» DO THIS
Update the stretch of data from the line containing "the man standing" through the line containing "x=552 y=293" so that "chest pocket" becomes "shirt pocket" everywhere in it, leaving everything else unchanged. Return only those lines.

» EXERCISE INPUT

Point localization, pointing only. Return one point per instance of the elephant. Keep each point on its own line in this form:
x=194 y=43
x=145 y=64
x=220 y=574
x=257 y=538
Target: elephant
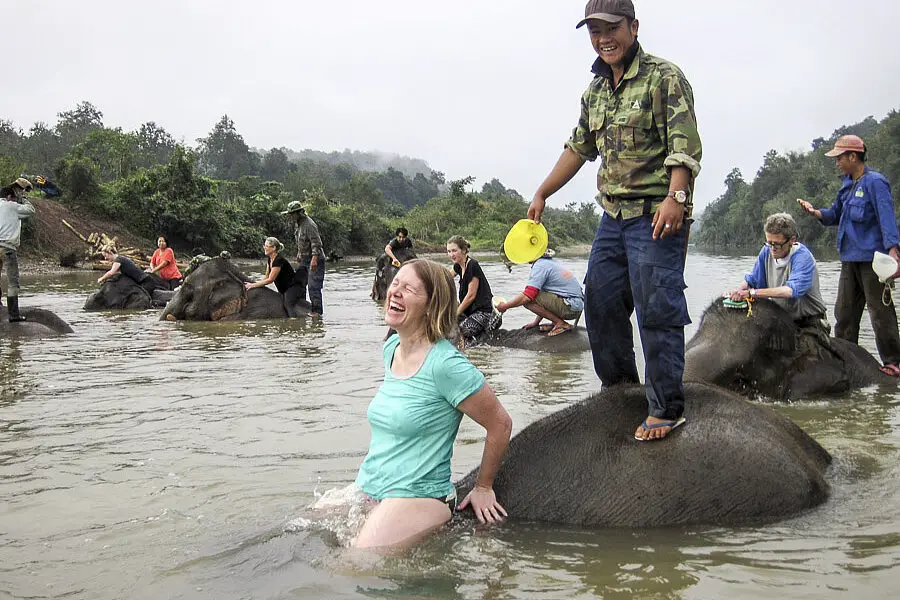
x=532 y=339
x=385 y=271
x=733 y=462
x=122 y=292
x=214 y=291
x=38 y=322
x=764 y=353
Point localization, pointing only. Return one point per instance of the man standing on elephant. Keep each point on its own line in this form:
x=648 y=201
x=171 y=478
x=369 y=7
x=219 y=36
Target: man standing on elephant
x=864 y=213
x=14 y=207
x=637 y=115
x=310 y=254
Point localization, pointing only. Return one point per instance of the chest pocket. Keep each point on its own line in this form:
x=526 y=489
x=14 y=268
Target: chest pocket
x=859 y=209
x=635 y=133
x=597 y=125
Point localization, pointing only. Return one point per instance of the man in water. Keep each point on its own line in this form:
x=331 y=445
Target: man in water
x=401 y=241
x=310 y=254
x=14 y=207
x=864 y=214
x=552 y=293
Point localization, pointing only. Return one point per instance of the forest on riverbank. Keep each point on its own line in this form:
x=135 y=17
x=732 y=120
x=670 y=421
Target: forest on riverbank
x=220 y=194
x=735 y=219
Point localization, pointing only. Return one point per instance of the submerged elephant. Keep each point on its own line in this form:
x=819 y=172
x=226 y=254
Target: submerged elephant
x=38 y=323
x=214 y=291
x=121 y=292
x=733 y=462
x=385 y=271
x=764 y=353
x=532 y=339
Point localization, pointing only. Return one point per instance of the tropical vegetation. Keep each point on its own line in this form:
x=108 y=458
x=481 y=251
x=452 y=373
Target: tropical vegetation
x=220 y=194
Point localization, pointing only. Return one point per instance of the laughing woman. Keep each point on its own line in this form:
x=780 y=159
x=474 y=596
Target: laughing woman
x=428 y=386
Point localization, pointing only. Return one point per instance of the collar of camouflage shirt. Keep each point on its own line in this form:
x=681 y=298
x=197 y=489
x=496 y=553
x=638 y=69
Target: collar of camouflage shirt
x=604 y=70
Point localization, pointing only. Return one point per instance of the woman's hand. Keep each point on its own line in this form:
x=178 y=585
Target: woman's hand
x=808 y=208
x=484 y=505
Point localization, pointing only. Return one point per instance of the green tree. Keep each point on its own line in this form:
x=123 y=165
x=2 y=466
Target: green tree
x=224 y=154
x=75 y=125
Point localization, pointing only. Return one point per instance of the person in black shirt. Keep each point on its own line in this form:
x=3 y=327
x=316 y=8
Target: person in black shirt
x=290 y=284
x=400 y=241
x=121 y=264
x=476 y=312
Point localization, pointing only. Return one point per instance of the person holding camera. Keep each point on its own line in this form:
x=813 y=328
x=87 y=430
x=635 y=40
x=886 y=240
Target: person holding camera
x=14 y=207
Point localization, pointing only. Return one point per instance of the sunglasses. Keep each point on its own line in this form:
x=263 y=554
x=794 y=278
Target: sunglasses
x=777 y=245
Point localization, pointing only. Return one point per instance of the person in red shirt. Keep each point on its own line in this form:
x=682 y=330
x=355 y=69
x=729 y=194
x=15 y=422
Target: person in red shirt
x=162 y=263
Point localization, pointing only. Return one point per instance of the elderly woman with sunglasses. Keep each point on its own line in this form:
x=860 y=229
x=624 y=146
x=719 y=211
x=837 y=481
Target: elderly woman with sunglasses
x=785 y=272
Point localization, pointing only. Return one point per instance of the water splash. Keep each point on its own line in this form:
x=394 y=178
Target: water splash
x=340 y=511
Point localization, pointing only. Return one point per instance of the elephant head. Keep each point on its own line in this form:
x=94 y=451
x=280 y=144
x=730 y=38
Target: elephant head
x=122 y=293
x=761 y=351
x=214 y=291
x=385 y=271
x=38 y=323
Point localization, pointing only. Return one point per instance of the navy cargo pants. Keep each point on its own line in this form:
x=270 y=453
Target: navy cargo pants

» TASK ANSWER
Point localization, pointing only. Return one point per instance of the man standing on elephant. Keep each point on its own line in this form:
x=648 y=201
x=171 y=478
x=369 y=7
x=219 y=36
Target: man standing on elephant
x=864 y=213
x=14 y=207
x=637 y=115
x=310 y=254
Point localization, pointing only. Return one point per instance of the shirt pocket. Keep each point on its own line in this form:
x=526 y=489
x=14 y=268
Target: shirt pocket
x=859 y=209
x=635 y=133
x=597 y=125
Point localization, pointing only. Return one point per instance of the man in water. Keep each point on its own line in this form:
x=331 y=445
Target: man in water
x=401 y=241
x=310 y=254
x=14 y=207
x=864 y=214
x=552 y=293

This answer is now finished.